→ **BRIEF 1**
Using the passage on unconventional drilling, answer each question briefly.
(a) By what percentage do scale-related factory unit costs typically fall each time volumes double?
(b) What kind of wells are mainly drilled in unconventional reservoirs?
(c) Which two methods are named for carrying out dozens of separate frac treatments?
→ **BRIEF 2**
In the passage on unconventional drilling, list the two drilling technologies and the two completion methods named in the paragraph that begins "Advanced directional drilling."
→ **BRIEF 3**
Write a continuation of the passage on unconventional drilling, beginning right after its final sentence.

→ **GIVEN PASSAGE**
┌──
The transition in the drilling industry from segmented operations to fully integrated operations can potentially allow operators to drill hundreds or even thousands of roughly similar wells at costs that will decline over time. Factory costs related to scale often see performance improvements that allow 10–20% unit cost reductions as volumes double. Conversely, the highly variable costs associated with manufacturing many different items often see unit cost increases of over 20% with each doubling of variety.
Operators in unconventional gas and oil reservoirs are keen on lowering costs by rapidly identifying drilling and completion approaches that are nearly optimal, given the massive capital costs associated with developing these reservoirs. This has been true of essentially every large drilling campaign.
The difference today is that the tools used to understand unconventional reservoirs have changed; the wells are primarily horizontal with many multistage hydraulic fracture treatments, and new petrophysical and geomechanical approaches are required. Recent technological advances will be essential to leverage the scale of unconventional drilling activity while addressing the wide variety of reservoirs encountered.
Advanced directional drilling and LWD technologies are now commonplace. The quality of data gathered during drilling allows operators to geosteer in thin zones with complex structures and evaluate the formations in near-real time. Completion practices have changed dramatically over the last decade as a result of the focus on very long horizontal and multilateral wells in unconventional reservoirs. Dozens of separate frac treatments in wells with either plug-and-perf or openhole-packer and sleeve methods are routinely capable of generating significant hydrocarbon rates from rocks that until recently were not considered reservoirs.
└──
→ **EXCERPTED DATA**
┌──
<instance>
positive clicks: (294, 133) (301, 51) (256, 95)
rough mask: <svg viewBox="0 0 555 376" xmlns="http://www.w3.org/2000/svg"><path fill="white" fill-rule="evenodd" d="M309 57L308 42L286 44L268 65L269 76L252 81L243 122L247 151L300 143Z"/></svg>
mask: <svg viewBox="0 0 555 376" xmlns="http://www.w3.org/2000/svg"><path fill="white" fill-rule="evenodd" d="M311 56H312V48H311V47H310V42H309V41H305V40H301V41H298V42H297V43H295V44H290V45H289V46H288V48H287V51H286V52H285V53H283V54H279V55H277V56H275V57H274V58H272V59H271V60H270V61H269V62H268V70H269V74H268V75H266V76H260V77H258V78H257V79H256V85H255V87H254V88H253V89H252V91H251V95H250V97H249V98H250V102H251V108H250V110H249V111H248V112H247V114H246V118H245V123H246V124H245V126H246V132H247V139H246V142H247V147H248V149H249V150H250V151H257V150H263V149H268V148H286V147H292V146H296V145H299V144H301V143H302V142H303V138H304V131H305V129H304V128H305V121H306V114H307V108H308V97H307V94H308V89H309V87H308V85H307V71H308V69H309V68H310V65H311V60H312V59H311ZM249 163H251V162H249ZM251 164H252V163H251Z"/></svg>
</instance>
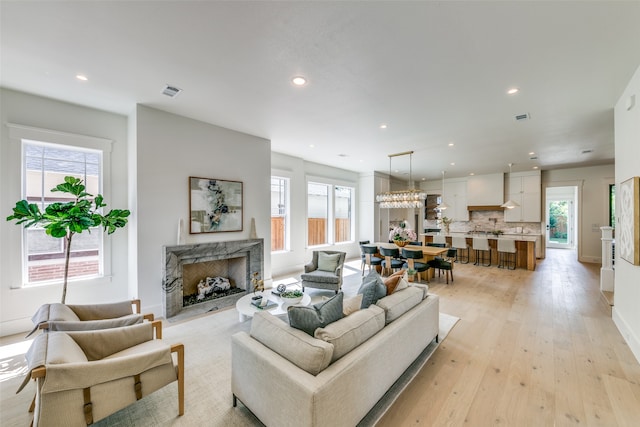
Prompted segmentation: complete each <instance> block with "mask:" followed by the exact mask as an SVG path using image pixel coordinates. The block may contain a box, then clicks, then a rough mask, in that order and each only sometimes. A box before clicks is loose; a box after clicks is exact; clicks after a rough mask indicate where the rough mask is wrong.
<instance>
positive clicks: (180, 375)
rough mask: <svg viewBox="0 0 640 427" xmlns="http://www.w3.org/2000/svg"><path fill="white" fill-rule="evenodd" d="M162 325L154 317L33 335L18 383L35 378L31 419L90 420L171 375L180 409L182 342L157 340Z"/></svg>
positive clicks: (87, 422)
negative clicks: (131, 323) (174, 356)
mask: <svg viewBox="0 0 640 427" xmlns="http://www.w3.org/2000/svg"><path fill="white" fill-rule="evenodd" d="M154 331H155V332H156V337H157V338H158V339H154ZM161 331H162V329H161V322H160V321H156V322H153V323H150V322H144V323H141V324H137V325H131V326H124V327H120V328H111V329H101V330H95V331H67V332H60V331H53V332H49V333H46V334H41V335H38V336H37V337H36V338H35V339H34V341H33V343H32V344H31V347H30V348H29V350H28V351H27V354H26V358H27V364H28V370H29V373H28V374H27V377H26V378H25V381H24V382H23V384H22V386H21V387H20V389H18V392H20V391H21V390H22V389H23V388H24V386H25V385H26V384H27V383H28V382H29V381H30V380H31V379H33V380H35V384H36V396H35V399H34V405H32V408H31V409H30V410H33V413H34V414H33V425H34V426H36V427H38V426H42V427H46V426H84V425H90V424H92V423H94V422H95V421H98V420H101V419H103V418H106V417H107V416H109V415H111V414H113V413H115V412H116V411H119V410H120V409H122V408H125V407H127V406H129V405H130V404H132V403H135V402H136V401H137V400H140V399H141V398H142V397H144V396H147V395H149V394H151V393H153V392H155V391H156V390H159V389H160V388H162V387H164V386H166V385H168V384H170V383H172V382H174V381H177V382H178V414H179V415H183V414H184V346H183V345H182V344H174V345H170V344H169V343H166V342H164V341H162V339H160V338H161V336H162V332H161ZM172 353H175V354H176V361H175V363H174V359H173V356H172Z"/></svg>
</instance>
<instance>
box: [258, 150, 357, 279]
mask: <svg viewBox="0 0 640 427" xmlns="http://www.w3.org/2000/svg"><path fill="white" fill-rule="evenodd" d="M271 173H272V175H277V176H282V177H285V178H289V179H290V193H291V194H290V204H291V206H290V218H291V225H290V233H291V248H290V250H289V251H286V252H274V253H273V254H271V274H272V277H277V276H283V275H286V274H289V273H294V272H299V271H301V270H302V269H303V267H304V265H305V264H307V263H308V262H309V261H311V252H312V251H313V250H316V249H318V247H314V248H312V249H309V248H307V247H306V241H307V237H306V236H307V234H306V233H307V225H306V219H307V179H310V180H320V181H321V182H337V183H342V184H344V185H348V186H352V187H354V188H355V189H356V191H355V198H356V200H354V206H355V207H356V213H355V217H356V218H360V215H361V214H364V215H368V214H369V212H362V213H361V212H360V209H358V208H359V207H360V203H359V197H360V192H359V189H358V187H359V183H358V174H357V173H356V172H351V171H347V170H344V169H338V168H334V167H331V166H325V165H320V164H317V163H312V162H306V161H304V160H302V159H300V158H297V157H291V156H288V155H286V154H282V153H271ZM267 212H269V209H267ZM357 221H358V220H357ZM258 234H260V233H258ZM358 235H359V230H358V228H356V238H355V241H354V242H351V243H339V244H336V245H328V246H323V247H322V248H323V249H327V250H337V251H344V252H346V253H347V258H353V257H359V256H360V248H359V247H358V240H360V239H359V237H358ZM366 238H368V236H367V237H366ZM265 245H266V242H265ZM267 249H268V248H267Z"/></svg>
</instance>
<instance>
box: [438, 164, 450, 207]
└──
→ **TASK OUTPUT 1**
(a) By 10–20%.
(b) Mainly horizontal wells, with many multistage hydraulic fracture treatments.
(c) Plug-and-perf, and openhole-packer and sleeve.

→ **TASK OUTPUT 2**
Drilling technologies:
- Advanced directional drilling
- LWD

Completion methods:
- Plug-and-perf
- Openhole-packer and sleeve

→ **TASK OUTPUT 3**
One new trick the industry has learned in the last decade has been to integrate geomechanics into our understanding of the reservoir. Along with geology, geophysics, petrophysics, reservoir and production engineering, geomechanics has become an essential tool in understanding where and how to drill, complete and operate wells more effectively.
My first encounter with geomechanics was as a graduate student studying hydraulic fracture orientation and analyzing wellbore breakouts. While I was only interested in the fracture azimuth, I learned just how valuable image logs could be for understanding wellbore issues—particularly wellbore stability in directional wells—and, later, for understanding critically stressed fractures.
One of the many contributions of geomechanics is particularly relevant for understanding the performance of unconventional gas and oil reservoirs. Critically stressed fractures can be major contributors to production in shale reservoirs. Flaws that are nearly impermeable otherwise but are oriented in certain directions with respect to the stress fields may slip by tiny amounts in shear and result in substantial local increases in flow capacity. Conventional hydraulic fracturing models are dominated by tensile failure. These fractures alone do not explain the performance of successful shale wells nor the substantial microseismicity observed while stimulating such wells.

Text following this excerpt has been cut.